# [WHAT THIS TASK INVOLVES]
Only lines holding "held" are wanted; copy each of them from the records below.

# [ENTRIES PROVIDED]
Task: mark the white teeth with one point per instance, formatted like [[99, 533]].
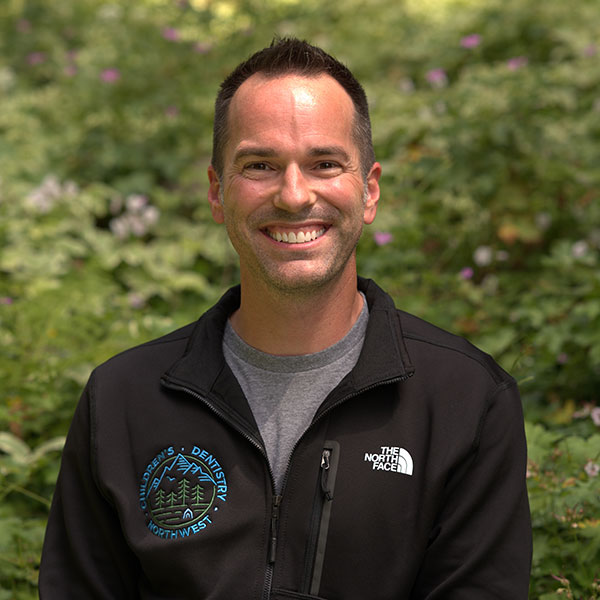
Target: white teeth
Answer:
[[297, 238]]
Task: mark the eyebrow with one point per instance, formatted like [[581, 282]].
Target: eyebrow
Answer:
[[266, 152]]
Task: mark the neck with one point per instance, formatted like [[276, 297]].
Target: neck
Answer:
[[296, 323]]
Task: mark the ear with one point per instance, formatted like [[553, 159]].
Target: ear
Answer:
[[216, 208], [372, 193]]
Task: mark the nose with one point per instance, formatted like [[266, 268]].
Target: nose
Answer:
[[294, 193]]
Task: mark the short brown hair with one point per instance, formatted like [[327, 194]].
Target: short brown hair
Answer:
[[293, 56]]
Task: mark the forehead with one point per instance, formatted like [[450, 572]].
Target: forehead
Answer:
[[290, 106]]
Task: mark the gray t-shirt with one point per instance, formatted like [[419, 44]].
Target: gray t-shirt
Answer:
[[285, 392]]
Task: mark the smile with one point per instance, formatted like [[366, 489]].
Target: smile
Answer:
[[296, 237]]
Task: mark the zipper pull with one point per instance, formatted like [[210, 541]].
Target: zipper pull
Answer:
[[325, 474], [274, 523]]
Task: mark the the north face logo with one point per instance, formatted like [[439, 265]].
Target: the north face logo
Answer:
[[391, 458]]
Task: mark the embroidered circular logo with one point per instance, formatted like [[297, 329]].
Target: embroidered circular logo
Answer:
[[181, 490]]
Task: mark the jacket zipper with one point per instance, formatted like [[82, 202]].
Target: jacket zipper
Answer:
[[317, 541], [276, 501]]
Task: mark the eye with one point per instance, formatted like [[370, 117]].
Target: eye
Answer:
[[258, 166], [327, 164]]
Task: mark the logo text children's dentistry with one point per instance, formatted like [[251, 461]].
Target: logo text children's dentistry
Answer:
[[391, 458], [181, 490]]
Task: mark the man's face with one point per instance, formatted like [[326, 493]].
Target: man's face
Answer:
[[291, 195]]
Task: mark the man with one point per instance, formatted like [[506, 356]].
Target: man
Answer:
[[303, 439]]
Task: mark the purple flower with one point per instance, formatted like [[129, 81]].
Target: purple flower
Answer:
[[592, 468], [170, 33], [471, 41], [111, 75], [171, 111], [36, 58], [382, 237], [517, 62], [437, 77], [466, 273]]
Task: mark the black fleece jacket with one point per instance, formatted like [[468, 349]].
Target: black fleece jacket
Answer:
[[409, 483]]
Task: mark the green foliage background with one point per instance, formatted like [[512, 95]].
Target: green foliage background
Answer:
[[489, 223]]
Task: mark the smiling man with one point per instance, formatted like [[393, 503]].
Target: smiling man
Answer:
[[303, 439]]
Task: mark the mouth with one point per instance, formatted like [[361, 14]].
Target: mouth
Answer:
[[301, 235]]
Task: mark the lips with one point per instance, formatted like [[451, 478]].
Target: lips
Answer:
[[296, 236]]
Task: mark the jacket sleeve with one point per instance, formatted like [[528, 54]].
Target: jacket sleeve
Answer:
[[480, 545], [85, 554]]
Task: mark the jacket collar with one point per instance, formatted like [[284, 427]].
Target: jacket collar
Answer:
[[203, 370]]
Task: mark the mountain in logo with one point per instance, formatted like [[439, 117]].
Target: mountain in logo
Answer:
[[182, 465]]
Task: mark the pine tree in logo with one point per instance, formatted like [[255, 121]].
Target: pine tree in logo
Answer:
[[197, 495], [171, 497], [184, 486]]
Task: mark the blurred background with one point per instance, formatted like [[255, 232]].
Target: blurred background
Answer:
[[486, 117]]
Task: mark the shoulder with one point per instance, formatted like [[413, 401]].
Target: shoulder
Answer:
[[433, 348]]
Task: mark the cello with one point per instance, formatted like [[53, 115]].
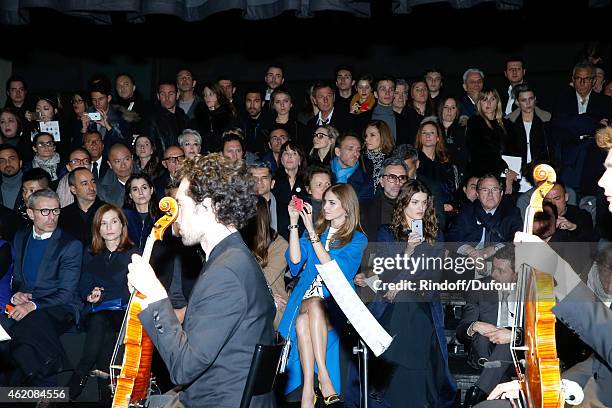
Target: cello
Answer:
[[538, 373], [131, 372]]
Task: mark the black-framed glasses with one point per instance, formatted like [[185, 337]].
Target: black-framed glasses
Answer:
[[486, 190], [47, 211], [80, 162], [394, 178], [175, 159]]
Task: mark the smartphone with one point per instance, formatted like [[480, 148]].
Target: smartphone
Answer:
[[298, 203], [417, 226], [94, 116]]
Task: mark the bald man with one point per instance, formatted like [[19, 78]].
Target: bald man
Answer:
[[111, 188]]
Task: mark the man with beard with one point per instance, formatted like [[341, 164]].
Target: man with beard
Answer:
[[216, 197]]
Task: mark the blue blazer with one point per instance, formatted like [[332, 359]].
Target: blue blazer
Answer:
[[59, 272], [348, 258]]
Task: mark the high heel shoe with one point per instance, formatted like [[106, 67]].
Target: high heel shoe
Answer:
[[333, 400]]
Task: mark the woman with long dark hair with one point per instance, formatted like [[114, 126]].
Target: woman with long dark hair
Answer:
[[418, 356], [269, 249], [488, 138], [140, 207], [307, 321], [104, 290], [289, 181], [213, 116]]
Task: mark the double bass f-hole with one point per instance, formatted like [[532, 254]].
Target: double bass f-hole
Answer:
[[131, 371], [538, 373]]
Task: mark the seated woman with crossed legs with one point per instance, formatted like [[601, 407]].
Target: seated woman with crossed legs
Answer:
[[335, 236]]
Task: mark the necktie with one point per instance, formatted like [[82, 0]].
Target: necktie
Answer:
[[503, 309], [94, 170]]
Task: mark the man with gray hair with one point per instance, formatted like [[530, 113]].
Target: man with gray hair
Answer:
[[191, 142], [410, 155], [473, 82], [380, 209], [45, 299]]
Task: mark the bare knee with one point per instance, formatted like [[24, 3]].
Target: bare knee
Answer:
[[302, 325]]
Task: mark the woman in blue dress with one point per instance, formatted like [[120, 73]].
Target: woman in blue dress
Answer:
[[417, 372], [307, 322]]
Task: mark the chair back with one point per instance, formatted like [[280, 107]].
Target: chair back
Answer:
[[262, 373]]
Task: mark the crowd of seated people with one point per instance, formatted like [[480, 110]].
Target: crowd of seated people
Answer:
[[372, 156]]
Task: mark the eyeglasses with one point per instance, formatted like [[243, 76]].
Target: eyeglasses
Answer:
[[583, 79], [80, 161], [46, 211], [486, 190], [393, 178], [174, 159]]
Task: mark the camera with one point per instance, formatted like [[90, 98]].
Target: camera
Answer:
[[94, 116]]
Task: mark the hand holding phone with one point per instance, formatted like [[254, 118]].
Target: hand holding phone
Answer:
[[298, 203], [417, 227]]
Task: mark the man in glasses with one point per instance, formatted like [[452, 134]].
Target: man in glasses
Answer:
[[112, 187], [380, 210], [172, 162], [44, 294], [79, 158], [482, 226]]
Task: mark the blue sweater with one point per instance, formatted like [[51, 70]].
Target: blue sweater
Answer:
[[35, 251]]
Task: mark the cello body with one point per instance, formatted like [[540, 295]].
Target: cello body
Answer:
[[540, 378], [132, 383]]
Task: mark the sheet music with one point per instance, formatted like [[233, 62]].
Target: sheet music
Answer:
[[372, 333], [514, 163], [3, 334], [51, 127]]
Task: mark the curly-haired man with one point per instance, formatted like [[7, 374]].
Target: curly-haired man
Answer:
[[230, 309]]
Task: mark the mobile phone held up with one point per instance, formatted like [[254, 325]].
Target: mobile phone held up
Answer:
[[417, 226], [94, 116], [298, 203]]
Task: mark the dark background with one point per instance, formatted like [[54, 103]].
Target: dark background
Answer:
[[57, 52]]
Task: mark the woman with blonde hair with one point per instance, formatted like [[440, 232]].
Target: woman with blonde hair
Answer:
[[104, 289], [323, 144], [487, 138], [307, 322], [379, 145], [434, 160]]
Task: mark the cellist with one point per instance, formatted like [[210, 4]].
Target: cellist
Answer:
[[577, 306], [230, 309]]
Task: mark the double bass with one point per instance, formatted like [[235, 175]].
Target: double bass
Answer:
[[130, 371], [538, 373]]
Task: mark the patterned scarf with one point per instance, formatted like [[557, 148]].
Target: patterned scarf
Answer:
[[377, 157], [49, 165]]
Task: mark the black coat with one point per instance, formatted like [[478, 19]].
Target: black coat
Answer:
[[487, 144], [212, 361], [472, 218]]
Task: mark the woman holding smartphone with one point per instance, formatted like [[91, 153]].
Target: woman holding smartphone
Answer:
[[418, 357], [307, 322]]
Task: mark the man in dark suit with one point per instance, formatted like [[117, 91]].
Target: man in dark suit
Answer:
[[230, 309], [487, 222], [45, 299], [77, 218], [484, 326], [325, 97]]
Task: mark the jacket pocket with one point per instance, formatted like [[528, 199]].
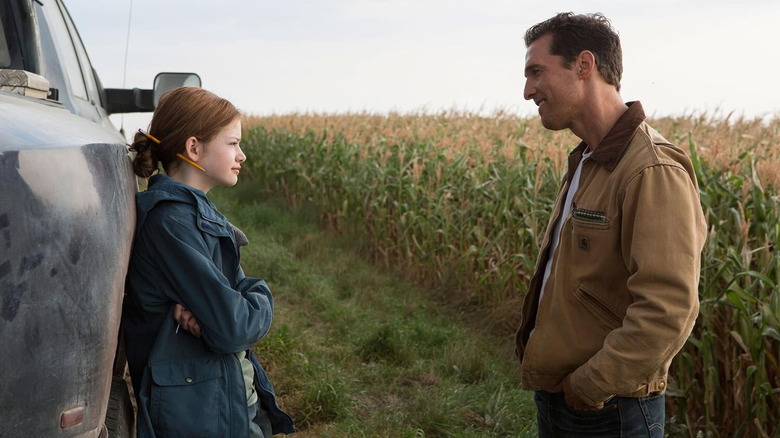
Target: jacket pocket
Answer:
[[186, 397], [601, 311]]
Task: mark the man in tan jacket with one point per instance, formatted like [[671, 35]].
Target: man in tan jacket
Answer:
[[615, 291]]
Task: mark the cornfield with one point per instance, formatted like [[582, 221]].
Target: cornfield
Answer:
[[459, 202]]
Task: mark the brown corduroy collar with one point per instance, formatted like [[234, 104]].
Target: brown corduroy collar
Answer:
[[611, 148]]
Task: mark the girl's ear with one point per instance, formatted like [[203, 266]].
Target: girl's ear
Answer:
[[193, 149]]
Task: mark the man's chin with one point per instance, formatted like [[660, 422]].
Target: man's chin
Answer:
[[553, 125]]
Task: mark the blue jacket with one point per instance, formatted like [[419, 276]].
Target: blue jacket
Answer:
[[185, 252]]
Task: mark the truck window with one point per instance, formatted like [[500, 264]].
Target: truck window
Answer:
[[6, 23], [86, 66], [55, 41]]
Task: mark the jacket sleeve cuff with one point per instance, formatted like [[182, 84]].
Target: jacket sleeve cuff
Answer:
[[587, 390]]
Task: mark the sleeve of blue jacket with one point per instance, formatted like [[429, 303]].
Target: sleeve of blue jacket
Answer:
[[231, 319]]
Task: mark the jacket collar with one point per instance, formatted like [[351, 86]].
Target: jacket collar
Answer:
[[611, 148], [163, 187]]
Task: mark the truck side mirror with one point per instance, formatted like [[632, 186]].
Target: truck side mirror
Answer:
[[168, 81]]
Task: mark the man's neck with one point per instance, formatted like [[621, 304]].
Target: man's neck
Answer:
[[599, 118]]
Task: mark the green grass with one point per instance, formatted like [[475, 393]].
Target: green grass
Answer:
[[357, 353], [458, 203]]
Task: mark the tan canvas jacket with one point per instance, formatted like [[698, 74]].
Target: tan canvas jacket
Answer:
[[623, 295]]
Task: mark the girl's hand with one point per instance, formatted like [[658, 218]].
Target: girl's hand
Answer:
[[186, 320]]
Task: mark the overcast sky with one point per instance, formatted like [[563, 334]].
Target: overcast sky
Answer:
[[276, 57]]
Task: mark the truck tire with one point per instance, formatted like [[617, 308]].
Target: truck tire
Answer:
[[120, 415]]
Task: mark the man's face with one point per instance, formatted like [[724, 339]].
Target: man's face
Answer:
[[553, 88]]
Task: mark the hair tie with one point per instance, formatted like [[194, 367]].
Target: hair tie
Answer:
[[149, 136]]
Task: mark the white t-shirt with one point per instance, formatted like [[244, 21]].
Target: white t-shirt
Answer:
[[556, 237]]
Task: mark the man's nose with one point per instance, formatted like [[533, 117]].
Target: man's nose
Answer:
[[528, 90]]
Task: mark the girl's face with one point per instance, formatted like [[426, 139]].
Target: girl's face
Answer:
[[222, 156]]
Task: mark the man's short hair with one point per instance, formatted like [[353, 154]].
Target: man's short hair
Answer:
[[573, 33]]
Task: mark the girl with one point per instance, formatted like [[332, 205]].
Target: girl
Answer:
[[191, 316]]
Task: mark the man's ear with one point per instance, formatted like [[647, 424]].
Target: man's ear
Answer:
[[193, 149], [585, 64]]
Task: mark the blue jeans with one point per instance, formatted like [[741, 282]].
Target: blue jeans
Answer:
[[622, 417]]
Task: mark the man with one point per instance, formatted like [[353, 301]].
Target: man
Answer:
[[614, 295]]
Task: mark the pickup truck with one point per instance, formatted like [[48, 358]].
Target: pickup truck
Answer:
[[67, 216]]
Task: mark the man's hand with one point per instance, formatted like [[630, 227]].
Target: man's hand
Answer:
[[573, 400], [186, 320]]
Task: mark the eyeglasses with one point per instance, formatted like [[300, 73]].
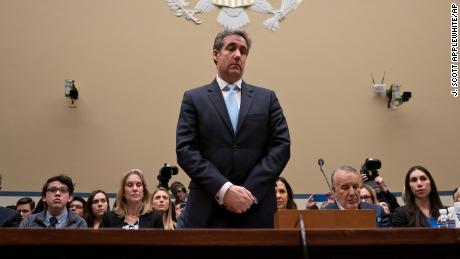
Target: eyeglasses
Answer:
[[80, 207], [62, 190], [366, 197]]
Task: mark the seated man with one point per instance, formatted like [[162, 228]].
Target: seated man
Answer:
[[56, 193], [25, 206], [346, 183]]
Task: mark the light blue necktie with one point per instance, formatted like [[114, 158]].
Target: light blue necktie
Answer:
[[232, 105]]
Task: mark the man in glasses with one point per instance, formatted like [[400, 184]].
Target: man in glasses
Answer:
[[56, 193]]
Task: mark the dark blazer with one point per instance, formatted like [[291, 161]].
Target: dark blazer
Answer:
[[147, 220], [9, 218], [212, 153], [381, 218], [406, 217], [38, 220]]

# [ANSWER SPACE]
Task: mark the mobile phone held up with one point per instance, formatted like [[254, 325]].
Target: mobile phone held up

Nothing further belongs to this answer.